Debezium CDC + Outbox on Kubernetes (with Helm)

The problem we had

Our services used to write to the database and then publish a Kafka event in the same request handler:

if err := s.repo.CreateUserRepo(ctx, user); err != nil {
    return err
}
 
redis.SetUserInRedis(ctx, string(user.UserId), user, 14*24*time.Hour)
 
kafka.ProduceUserEvents(
    models.TopicUsersAccounts,
    models.EventTypeAccountCreated,
    user.ToProto(),
)

This "double write" can fail halfway:

DB commit succeeds, but the Kafka publish fails (process crash, network hiccup, broker down).
Or we update multiple external stores (e.g., Redis + Kafka) and only some succeed → inconsistent state.

We wanted guaranteed, exactly-once semantics from the service's perspective without building custom retry/poison logic per handler. [1]

The outbox pattern (with Debezium)

Instead of publishing to Kafka in the handler, the service writes a row into an outboxevent table in the same DB transaction as the domain change. Debezium tails the database (logical decoding) and emits an event for each outbox row.

> INFORMATION PROVIDED:
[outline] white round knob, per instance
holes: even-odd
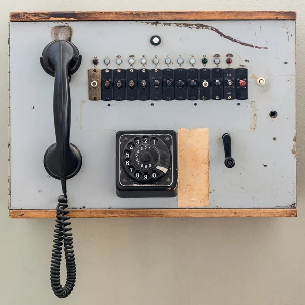
[[[263,77],[259,77],[256,80],[256,83],[259,86],[263,86],[266,83],[266,80]]]

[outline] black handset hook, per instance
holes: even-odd
[[[55,76],[53,112],[56,143],[46,151],[44,165],[50,176],[63,182],[77,174],[82,162],[80,151],[70,143],[71,110],[69,84],[69,76],[79,68],[81,55],[73,43],[55,40],[45,48],[40,63],[48,74]]]

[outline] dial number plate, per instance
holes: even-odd
[[[148,184],[167,173],[171,155],[167,146],[158,135],[135,135],[123,148],[121,160],[130,178]]]

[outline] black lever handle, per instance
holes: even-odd
[[[225,165],[229,168],[231,168],[235,165],[235,160],[232,158],[231,150],[231,136],[225,133],[222,136],[224,143],[224,149],[225,149]]]
[[[82,162],[80,151],[70,143],[71,110],[69,84],[69,76],[80,66],[81,55],[72,43],[55,40],[45,48],[40,63],[48,74],[55,77],[53,112],[56,143],[46,151],[44,164],[51,176],[63,181],[75,176]]]

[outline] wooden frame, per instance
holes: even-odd
[[[296,217],[296,208],[71,209],[77,218]],[[55,218],[55,210],[11,210],[10,218]]]
[[[11,22],[111,20],[295,20],[291,11],[164,12],[15,12]]]
[[[11,22],[148,20],[295,20],[295,11],[17,12]],[[10,218],[54,218],[55,210],[10,210]],[[296,208],[72,209],[73,218],[296,217]]]

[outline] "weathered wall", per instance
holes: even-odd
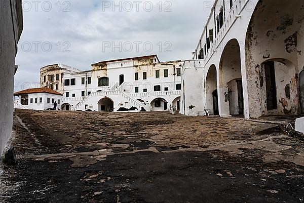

> TASKS TO PERFORM:
**1.** List the three arguments that the code in the Debezium outbox page passes to kafka.ProduceUserEvents, in order.
**2.** Answer these from the Debezium outbox page:
(a) What duration does the code give when it stores the user in Redis?
(b) Into which table does the service write a row instead of publishing to Kafka?
(c) By what means does Debezium tail the database?
**3.** Repeat the Debezium outbox page word for word, beginning at the words "Or we update" and stopping after the words "each outbox row.".

> RESULTS BY TASK:
**1.**
models.TopicUsersAccounts
models.EventTypeAccountCreated
user.ToProto()

**2.**
(a) 14*24*time.Hour
(b) The outboxevent table.
(c) Logical decoding.

**3.**
Or we update multiple external stores (e.g., Redis + Kafka) and only some succeed → inconsistent state.

We wanted guaranteed, exactly-once semantics from the service's perspective without building custom retry/poison logic per handler. [1]

The outbox pattern (with Debezium)

Instead of publishing to Kafka in the handler, the service writes a row into an outboxevent table in the same DB transaction as the domain change. Debezium tails the database (logical decoding) and emits an event for each outbox row.